Text shown
•••

That’d be pretty catastrophic.
So, a service account should probably be limited to just being able to upload and delete images, not have any other capabilities, and have the permissions to do those uploads explicitly granted.
This limits our potential risk to “an attacker can read the database to figure out what all the images are, and download them”. This is still a risk, but it’s a less severe risk than “can delete everything”.
Given we also have an idea of what this attack would look like we could put monitoring on the database to let us know if anyone is crawling the database for images to download, or trying to dump the database as a whole.
Other Security Concerns
This is just one of the security concerns that I thought about while designing Cloud Island, but it encapsulates the core concept of how “security” should be considered as part of a broader whole.
Because we asked ourselves what a potential attacker may want to do and what they may want to access, we could think about what security made sense, and make some educated guesses about what the goals would be. From those guesses (and like all things, they are guesses) we can build in friction, make it harder to achieve those goals, and try to limit access to ways that we can monitor.
One of the core tenets of a good DevOps practice is the idea that everything will fail, and that failure is inevitable.
Instead of trying to use this fact to attempt to resist failure, the ideal of a modern system is to make repair or replacement easy. The easier it is to replace and recover a system, the less stressed that we will be of potential failures.
There is no One True Disaster Recovery Plan. Every system has not just unique ways that it may fail, but have unique requirements in what components are important for recovery.
Disasters aren’t limited to just the web service, either. A disaster can impact any component at any step of the deployment and operation of the service. Is the customer-facing website, not the webapp, part of your disaster plan? Does it matter if it goes down?
Does it matter if your system goes down for a day? A week? A month? What have you agreed to support with your users, and how upset will they be if there’s a failure?
What about your billing system, if that’s applicable?
For Cloud Island I think there’s two major areas of catastrophic failure, one of which is easier to manage and more critical to get right. The two areas are the media storage and the database backups.
Media storage is, by far, the hardest part to offer any level of recovery in the event of catastrophic loss. Mastodon generates gigabytes of media, the vast majority from other instances, but does not currently offer any automated tools to extract and back up the local images.
The much more critical component of recovery for Cloud Island will be the database itself. While it would be a huge loss if the uploaded media was unrecoverable, it would be a service-ending event to lose the database.
Knowing that, I’ve prioritised database backups, and ensuring that they’re hard to delete. Catalyst Cloud is a modern, multi-region cloud provider with data centres spread across New Zealand, and any one of those regions experiencing a disaster would not cause me to lose the database backup.
The way the backups are set up, accidentally deleting the database server or having the data deleted by an attacker won’t cost me the backups. It’ll be a huge pain, it’ll take the service down for days, but it won’t be the end of everything.

•••

Data provided
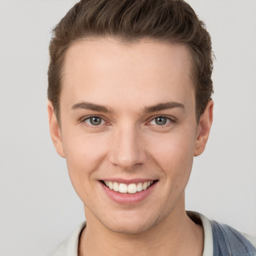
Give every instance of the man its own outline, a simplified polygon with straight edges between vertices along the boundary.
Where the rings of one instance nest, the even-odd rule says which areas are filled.
[[[50,47],[51,136],[86,220],[52,254],[256,254],[256,240],[186,212],[212,121],[210,36],[180,0],[86,0]]]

•••

Work to do
Can you reproduce the Cloud Island passage word for word, starting at "The much more" and ending at "lose the database."? The listing is separate from the Cloud Island passage.

Reply
The much more critical component of recovery for Cloud Island will be the database itself. While it would be a huge loss if the uploaded media was unrecoverable, it would be a service-ending event to lose the database.